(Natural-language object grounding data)
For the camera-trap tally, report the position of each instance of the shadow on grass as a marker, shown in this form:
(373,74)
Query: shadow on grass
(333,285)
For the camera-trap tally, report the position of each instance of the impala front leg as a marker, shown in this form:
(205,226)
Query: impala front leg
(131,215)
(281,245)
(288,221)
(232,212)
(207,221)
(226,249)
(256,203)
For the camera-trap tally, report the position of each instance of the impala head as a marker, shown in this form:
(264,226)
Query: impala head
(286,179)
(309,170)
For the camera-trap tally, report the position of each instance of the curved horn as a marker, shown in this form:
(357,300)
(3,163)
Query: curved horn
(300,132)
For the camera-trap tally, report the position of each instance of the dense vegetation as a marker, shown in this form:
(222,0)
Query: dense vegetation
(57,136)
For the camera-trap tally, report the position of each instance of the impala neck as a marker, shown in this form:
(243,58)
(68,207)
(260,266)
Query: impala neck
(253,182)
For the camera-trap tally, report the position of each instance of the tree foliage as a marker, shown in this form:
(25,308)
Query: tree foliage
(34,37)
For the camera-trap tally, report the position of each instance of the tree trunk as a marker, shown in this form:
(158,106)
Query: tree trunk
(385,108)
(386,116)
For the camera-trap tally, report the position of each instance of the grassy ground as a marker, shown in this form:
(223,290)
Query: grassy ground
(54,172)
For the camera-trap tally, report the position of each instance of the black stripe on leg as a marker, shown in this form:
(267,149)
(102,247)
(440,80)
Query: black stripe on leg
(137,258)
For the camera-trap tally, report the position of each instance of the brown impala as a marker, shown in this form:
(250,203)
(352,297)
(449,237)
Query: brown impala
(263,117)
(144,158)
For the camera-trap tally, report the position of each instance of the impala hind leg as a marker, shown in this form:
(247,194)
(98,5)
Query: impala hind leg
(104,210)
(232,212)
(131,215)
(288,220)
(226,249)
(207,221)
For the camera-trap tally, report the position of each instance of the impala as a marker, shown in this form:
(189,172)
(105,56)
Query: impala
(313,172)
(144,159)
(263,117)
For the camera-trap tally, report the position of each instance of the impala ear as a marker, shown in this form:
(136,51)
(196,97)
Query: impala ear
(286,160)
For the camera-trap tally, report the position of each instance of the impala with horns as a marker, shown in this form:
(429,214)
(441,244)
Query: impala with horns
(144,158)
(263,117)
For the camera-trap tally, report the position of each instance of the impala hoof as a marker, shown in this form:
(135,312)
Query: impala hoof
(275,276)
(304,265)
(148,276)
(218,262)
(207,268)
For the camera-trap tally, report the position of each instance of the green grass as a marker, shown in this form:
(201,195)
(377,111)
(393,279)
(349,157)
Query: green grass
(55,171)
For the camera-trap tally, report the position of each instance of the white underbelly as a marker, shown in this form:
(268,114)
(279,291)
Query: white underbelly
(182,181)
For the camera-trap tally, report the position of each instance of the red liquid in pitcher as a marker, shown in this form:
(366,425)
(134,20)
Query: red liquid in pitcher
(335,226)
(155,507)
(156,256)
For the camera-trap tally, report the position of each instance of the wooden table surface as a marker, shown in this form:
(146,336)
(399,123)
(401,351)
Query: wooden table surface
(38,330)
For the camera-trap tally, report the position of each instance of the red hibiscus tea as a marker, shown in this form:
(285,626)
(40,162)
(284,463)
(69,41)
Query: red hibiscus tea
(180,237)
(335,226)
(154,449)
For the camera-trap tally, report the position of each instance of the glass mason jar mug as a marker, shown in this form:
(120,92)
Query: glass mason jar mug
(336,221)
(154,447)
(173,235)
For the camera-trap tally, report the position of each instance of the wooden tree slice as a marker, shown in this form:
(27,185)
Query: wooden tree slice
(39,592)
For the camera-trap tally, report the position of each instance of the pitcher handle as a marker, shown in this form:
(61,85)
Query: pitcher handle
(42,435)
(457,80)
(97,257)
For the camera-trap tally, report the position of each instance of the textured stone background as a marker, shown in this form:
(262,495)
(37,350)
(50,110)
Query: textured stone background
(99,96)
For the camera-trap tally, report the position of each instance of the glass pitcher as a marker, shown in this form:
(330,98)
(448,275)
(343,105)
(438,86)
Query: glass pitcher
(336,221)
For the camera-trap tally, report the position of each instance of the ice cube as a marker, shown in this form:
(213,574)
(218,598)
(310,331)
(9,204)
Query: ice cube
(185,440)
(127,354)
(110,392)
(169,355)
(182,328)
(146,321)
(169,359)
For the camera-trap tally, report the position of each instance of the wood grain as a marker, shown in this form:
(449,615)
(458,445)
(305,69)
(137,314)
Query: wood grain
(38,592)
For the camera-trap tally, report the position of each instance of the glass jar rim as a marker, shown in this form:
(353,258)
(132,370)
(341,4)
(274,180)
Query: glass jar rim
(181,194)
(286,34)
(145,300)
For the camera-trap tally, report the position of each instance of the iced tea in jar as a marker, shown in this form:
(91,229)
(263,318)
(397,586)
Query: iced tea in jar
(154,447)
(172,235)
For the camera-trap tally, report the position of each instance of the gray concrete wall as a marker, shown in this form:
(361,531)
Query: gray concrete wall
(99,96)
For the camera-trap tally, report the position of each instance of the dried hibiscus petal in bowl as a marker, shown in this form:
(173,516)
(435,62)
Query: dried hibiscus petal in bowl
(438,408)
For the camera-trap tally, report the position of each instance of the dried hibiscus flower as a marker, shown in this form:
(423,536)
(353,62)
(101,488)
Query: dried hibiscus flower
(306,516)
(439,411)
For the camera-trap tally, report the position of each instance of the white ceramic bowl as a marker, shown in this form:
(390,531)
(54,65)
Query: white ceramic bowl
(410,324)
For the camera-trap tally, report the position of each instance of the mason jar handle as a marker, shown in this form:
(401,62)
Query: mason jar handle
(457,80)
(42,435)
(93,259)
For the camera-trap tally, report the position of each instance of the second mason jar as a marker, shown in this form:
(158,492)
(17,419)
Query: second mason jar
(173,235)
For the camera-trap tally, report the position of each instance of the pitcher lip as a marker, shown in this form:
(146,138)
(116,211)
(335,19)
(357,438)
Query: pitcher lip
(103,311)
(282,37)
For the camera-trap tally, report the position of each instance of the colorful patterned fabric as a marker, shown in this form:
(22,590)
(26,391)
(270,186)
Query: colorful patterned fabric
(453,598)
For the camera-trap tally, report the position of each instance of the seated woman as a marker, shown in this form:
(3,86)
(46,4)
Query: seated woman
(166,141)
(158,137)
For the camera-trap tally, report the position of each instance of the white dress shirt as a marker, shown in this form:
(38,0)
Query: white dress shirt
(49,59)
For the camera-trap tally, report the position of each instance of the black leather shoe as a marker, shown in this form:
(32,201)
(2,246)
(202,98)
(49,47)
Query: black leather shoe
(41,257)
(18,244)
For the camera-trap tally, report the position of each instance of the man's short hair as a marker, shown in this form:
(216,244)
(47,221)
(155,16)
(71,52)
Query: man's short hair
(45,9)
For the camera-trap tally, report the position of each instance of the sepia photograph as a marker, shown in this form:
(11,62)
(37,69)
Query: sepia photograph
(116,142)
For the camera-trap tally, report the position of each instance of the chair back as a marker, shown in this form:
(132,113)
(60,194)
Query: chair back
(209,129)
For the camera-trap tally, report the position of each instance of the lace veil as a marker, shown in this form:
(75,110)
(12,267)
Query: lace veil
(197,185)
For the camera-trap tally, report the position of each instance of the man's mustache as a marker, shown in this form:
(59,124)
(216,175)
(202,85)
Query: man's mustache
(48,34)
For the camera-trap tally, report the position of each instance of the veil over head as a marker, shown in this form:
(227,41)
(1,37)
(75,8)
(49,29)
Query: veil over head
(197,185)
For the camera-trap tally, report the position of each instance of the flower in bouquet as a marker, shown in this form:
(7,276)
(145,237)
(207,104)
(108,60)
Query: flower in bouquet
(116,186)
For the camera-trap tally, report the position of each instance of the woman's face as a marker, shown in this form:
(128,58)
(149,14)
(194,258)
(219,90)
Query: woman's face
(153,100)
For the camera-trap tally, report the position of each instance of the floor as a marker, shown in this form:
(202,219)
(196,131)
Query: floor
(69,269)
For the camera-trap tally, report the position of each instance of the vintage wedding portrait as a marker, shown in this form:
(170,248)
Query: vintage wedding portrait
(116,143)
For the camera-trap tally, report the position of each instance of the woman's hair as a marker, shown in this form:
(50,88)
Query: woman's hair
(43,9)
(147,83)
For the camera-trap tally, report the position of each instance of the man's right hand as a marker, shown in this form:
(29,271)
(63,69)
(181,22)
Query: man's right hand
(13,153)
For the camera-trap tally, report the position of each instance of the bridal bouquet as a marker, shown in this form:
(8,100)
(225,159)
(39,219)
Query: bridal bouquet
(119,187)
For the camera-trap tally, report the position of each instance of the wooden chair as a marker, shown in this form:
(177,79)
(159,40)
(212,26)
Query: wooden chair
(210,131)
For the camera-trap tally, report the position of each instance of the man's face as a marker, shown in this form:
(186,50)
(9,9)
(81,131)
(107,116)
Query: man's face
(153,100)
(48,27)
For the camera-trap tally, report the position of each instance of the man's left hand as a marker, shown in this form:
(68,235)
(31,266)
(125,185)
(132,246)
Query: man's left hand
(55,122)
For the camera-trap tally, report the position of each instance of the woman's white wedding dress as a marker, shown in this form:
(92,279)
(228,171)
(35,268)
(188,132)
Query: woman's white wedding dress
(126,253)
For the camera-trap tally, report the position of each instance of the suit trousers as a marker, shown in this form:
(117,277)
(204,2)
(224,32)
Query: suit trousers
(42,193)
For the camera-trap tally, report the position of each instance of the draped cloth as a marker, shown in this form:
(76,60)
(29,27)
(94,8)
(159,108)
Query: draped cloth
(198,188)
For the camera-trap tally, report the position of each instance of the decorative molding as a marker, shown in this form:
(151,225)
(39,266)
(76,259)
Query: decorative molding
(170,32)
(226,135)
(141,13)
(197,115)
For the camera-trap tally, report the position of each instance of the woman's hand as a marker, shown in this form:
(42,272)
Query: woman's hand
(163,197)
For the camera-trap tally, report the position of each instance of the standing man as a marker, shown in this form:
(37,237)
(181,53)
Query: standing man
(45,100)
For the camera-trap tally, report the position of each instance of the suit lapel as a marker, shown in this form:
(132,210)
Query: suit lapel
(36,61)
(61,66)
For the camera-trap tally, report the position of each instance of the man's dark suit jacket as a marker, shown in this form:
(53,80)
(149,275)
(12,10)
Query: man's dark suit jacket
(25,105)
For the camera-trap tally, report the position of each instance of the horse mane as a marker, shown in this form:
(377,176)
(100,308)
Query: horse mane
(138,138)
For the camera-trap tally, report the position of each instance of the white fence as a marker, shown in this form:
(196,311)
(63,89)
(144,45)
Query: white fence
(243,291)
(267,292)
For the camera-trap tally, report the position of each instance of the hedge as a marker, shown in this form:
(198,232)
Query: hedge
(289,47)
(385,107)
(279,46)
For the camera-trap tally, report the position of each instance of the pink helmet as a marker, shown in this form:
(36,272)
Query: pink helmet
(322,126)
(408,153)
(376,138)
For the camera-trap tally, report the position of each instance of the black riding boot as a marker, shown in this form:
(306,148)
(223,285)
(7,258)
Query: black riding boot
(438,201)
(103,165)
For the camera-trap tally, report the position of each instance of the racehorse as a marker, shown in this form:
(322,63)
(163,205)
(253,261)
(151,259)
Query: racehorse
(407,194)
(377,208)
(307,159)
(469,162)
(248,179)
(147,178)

■ Task prompt ■
Going back to the entries above, set down exactly the lines that begin at the one with "Query: white dress shirt" and end at the one with "the man's right", both included, and nothing else.

■ Expected answer ■
Query: white dress shirt
(49,59)
For the camera-trap tally, report the position of each instance of the black leather shoe as a marker, shown in this form:
(32,201)
(2,246)
(202,98)
(49,47)
Query: black leather shoe
(41,257)
(18,244)
For the camera-trap tally, report the position of each instance of the man's short hair as a marker, shown in this form:
(216,244)
(47,221)
(155,16)
(71,52)
Query: man's short hair
(45,9)
For the camera-trap tally, report the position of each instance of the sepia photograph as a marker, shown in this form:
(11,62)
(37,69)
Query: sepia photograph
(116,142)
For the camera-trap tally, report the position of each instance of the chair back as a marker, shown in this form:
(132,113)
(60,194)
Query: chair back
(209,129)
For the camera-trap tally, report the position of each instance of the lace veil as a marker, shown in this form:
(75,110)
(12,267)
Query: lace veil
(197,185)
For the camera-trap tally, report the position of each instance of the man's mustache as a marker, shown in this form:
(59,124)
(216,175)
(202,85)
Query: man's mustache
(48,34)
For the camera-trap tally, report the position of each instance of the veil over head as a marker, shown in this form:
(227,41)
(1,37)
(75,8)
(49,29)
Query: veil over head
(197,185)
For the camera-trap tally, report the position of each instance of the flower in bouquet as a marker, shown in this form:
(7,276)
(145,237)
(207,104)
(108,60)
Query: flower in bouquet
(116,186)
For the camera-trap tally, report the position of each instance of the woman's face as a marker, shown in this form:
(128,58)
(149,14)
(194,258)
(219,90)
Query: woman's face
(153,100)
For the camera-trap tally, report the position of each instance of the floor as a marker, shown in this form:
(202,219)
(196,131)
Query: floor
(69,269)
For the camera-trap tally, report the position of each instance of the vintage wedding portrait as a marker, shown in this form:
(170,248)
Query: vintage wedding portrait
(116,143)
For the camera-trap tally, report the position of each instance of the woman's hair as a marker, shown in this form:
(50,88)
Query: woman's hair
(43,9)
(147,83)
For the camera-trap tally, report the position of each instance of the man's right hand as a marker, shown in this form:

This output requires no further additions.